◆ **TESTO IN ESAME**:
· · · · ·
La classe media e l’asticella della felicità [Controvento]

Felicitàdi Ettore Grassano

 
L’altra sera un amico mi spiegava: “se vendiamo tutto tra mia moglie ed io un milione e mezzo di euro li tiriamo su: e il sud America potrebbe essere una buona soluzione. Sai, bisogna pensare ai figli: qui che futuro possono avere?”. Avrei voluto chiedergli: “sì, ma vendere a chi, scusa?”, però non ho avuto il coraggio.

Un altro amico, ieri su facebook, teorizzava non senza ragione la necessità di ‘abbassare l’asticella della felicità’, o meglio di tararla su parametri non legati al nostro essere consumatori. D’accordissimo, anche perchè personalmente l’ho sempre fatto, in netto anticipo sui tempi. Anzi, pure quando era assolutamente fuori moda.

Insomma, mentre il Papa (che è rimasto l’unico vero maître à penser soprattutto dei non credenti, fateci caso: lo citano ad ogni piè sospinto, secondo me abusando) ci ricorda che la terza guerra mondiale è già in corso da tempo, la classe media italiana finge di riflettere su improbabili vie di fuga, ma nei fatti appare assolutamente imbelle, rassegnata al proprio declino storico. E questo è davvero insopportabile.

Peggio: a fare questi discorsi sono in realtà in genere persone che veleggiano verso i cinquanta, figli del ‘boom’ economico nati negli anni Sessanta, che hanno il privilegio di vivere la doppia esperienza: l’ascesa sociale percepita dall’infanzia all’età adulta, e la netta sensazione di doversi apprestare a decenni, invece, di progressivo impoverimento.
· · · · ·
◆ **Dati di localizzazione dei punti**:
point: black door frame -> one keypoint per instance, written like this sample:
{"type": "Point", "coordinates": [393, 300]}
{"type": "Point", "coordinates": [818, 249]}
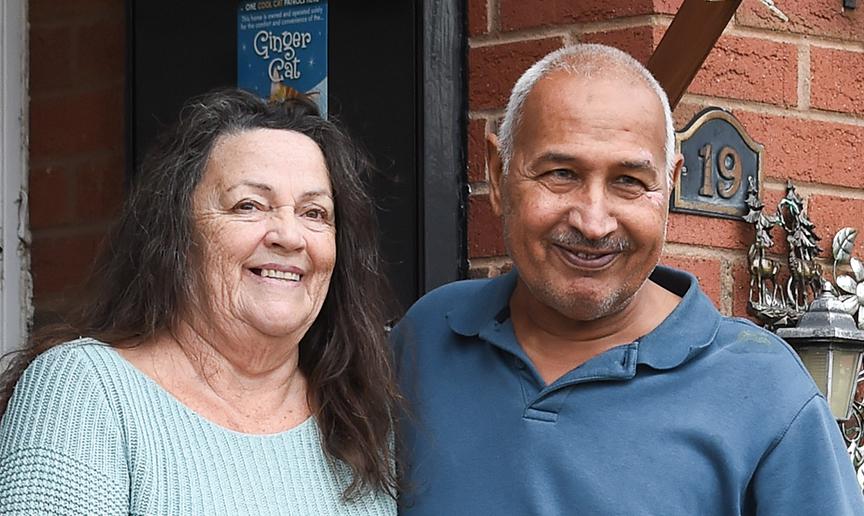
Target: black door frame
{"type": "Point", "coordinates": [444, 255]}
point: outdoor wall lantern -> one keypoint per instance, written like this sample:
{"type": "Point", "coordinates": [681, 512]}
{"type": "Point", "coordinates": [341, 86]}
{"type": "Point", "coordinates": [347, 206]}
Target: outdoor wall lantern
{"type": "Point", "coordinates": [830, 345]}
{"type": "Point", "coordinates": [821, 320]}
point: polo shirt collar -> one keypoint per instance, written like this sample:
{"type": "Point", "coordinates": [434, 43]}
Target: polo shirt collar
{"type": "Point", "coordinates": [690, 328]}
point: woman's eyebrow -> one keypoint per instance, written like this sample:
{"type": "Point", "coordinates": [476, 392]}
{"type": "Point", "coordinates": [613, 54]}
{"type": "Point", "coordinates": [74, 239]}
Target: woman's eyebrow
{"type": "Point", "coordinates": [253, 184]}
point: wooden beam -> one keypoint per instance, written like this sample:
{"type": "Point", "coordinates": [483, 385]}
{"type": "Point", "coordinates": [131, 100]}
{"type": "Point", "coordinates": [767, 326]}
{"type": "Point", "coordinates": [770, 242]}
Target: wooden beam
{"type": "Point", "coordinates": [687, 42]}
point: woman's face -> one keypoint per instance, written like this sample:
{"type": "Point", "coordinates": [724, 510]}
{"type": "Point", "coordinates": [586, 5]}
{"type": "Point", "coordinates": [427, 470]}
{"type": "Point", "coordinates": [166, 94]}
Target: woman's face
{"type": "Point", "coordinates": [266, 229]}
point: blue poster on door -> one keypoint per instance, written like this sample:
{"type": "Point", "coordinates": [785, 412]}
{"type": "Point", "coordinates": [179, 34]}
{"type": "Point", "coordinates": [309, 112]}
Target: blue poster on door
{"type": "Point", "coordinates": [282, 48]}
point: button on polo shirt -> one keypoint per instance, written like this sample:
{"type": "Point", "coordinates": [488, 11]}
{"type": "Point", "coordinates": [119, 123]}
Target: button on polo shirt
{"type": "Point", "coordinates": [704, 415]}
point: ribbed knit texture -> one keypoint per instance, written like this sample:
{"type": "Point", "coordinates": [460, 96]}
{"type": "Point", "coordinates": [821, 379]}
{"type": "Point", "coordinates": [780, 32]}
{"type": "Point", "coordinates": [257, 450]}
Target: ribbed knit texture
{"type": "Point", "coordinates": [87, 433]}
· · · · ·
◆ **COSA FARE**:
A: Nel testo sulla classe media, che cosa ci ricorda il Papa?
B: Riporta fedelmente il passo del testo sulla classe media da "Peggio: a fare" a "di progressivo impoverimento.".
Le voci costituiscono materiale a sé, indipendente dal testo.

◆ **RISULTATI DELL'ESERCIZIO**:
A: Che la terza guerra mondiale è già in corso da tempo.

B:
Peggio: a fare questi discorsi sono in realtà in genere persone che veleggiano verso i cinquanta, figli del ‘boom’ economico nati negli anni Sessanta, che hanno il privilegio di vivere la doppia esperienza: l’ascesa sociale percepita dall’infanzia all’età adulta, e la netta sensazione di doversi apprestare a decenni, invece, di progressivo impoverimento.